[SHORT PROBLEM 1]: Repeat the court opinion excerpt between "The court did" and "claims, with prejudice.", inclusive.
[SHORT PROBLEM 2]: In the court opinion excerpt, on what date was the decision that initially resolved Gaff's appeal filed?

[DOCUMENT PASSAGE]:
The court did not expressly address Gaff's pendent state law claims. However, since the court dismissed amended Count V in its entirety, it necessarily exercised jurisdiction over the state claims and dismissed them, along with the federal claims, with prejudice.

Gaff pursued a timely appeal to this court which we initially resolved by our decision filed on March 20, 1987. We first addressed the district court's rejection of Gaff's federal banking law claims and, upon concluding that Gaff had alleged insufficient personal injury to provide him with standing under 12 U.S.C. Sec. 93, we upheld the dismissal of those claims. 814 F.2d at 315-18. We recognized that Sec. 93 enables a shareholder of a national bank to bring a direct cause of action against the bank's directors "under proper circumstances." Id. at 316. We interpreted those circumstances to arise only when the violation of the federal banking laws causes direct or personal injury to the shareholder. Thus, even when a director violates the federal banking laws, a shareholder lacks standing to maintain a direct action to redress that violation unless the shareholder has suffered some direct injury distinct from injuries suffered by the corporation. Upon examination of Gaff's complaint, we agreed with the district court that he had not alleged sufficient personal injury to sustain his direct cause of action under Sec. 93. Gaff primarily claimed that defendants' conduct caused his stock in NBT to become worthless, which is the equivalent of claiming that their conduct resulted in a diminution in the value of the corporation's assets. We held "that damages resulting from directors' misconduct which merely consist of the diminishment or destruction of the value of corporate stock do not qualify as a direct or personal injury to a shareholder and therefore will not support a direct cause of action under Sec. 93." Id. at 318.

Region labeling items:
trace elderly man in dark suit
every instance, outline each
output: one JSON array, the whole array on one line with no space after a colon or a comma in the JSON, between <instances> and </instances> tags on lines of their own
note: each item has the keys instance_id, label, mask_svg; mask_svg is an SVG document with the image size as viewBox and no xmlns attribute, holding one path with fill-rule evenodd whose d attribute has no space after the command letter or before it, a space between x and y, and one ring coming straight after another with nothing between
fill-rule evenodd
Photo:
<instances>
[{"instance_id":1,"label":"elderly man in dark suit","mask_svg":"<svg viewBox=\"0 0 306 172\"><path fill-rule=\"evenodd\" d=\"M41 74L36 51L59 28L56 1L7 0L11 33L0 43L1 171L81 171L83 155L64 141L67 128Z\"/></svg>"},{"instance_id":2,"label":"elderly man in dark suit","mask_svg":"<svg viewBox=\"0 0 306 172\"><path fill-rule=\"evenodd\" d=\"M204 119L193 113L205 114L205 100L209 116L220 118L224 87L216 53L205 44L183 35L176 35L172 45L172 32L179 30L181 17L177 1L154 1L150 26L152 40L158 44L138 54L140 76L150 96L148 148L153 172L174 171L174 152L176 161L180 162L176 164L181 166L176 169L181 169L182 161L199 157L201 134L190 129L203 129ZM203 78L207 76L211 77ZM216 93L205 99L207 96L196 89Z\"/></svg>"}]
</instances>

[TASK SOLUTION 1]:
The court did not expressly address Gaff's pendent state law claims. However, since the court dismissed amended Count V in its entirety, it necessarily exercised jurisdiction over the state claims and dismissed them, along with the federal claims, with prejudice.

[TASK SOLUTION 2]: March 20, 1987.